Work order. Look over the entries below. Report how many lines hold the word "dense", and only that.

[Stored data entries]
Content starts
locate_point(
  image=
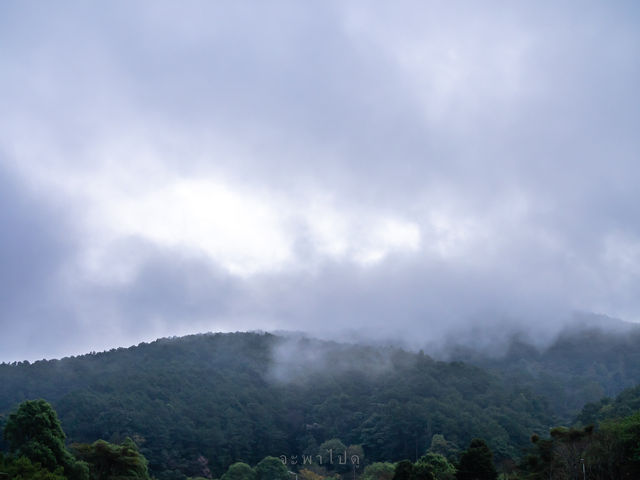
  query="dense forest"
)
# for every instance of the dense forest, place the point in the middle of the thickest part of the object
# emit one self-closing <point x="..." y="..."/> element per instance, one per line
Content ends
Answer section. 2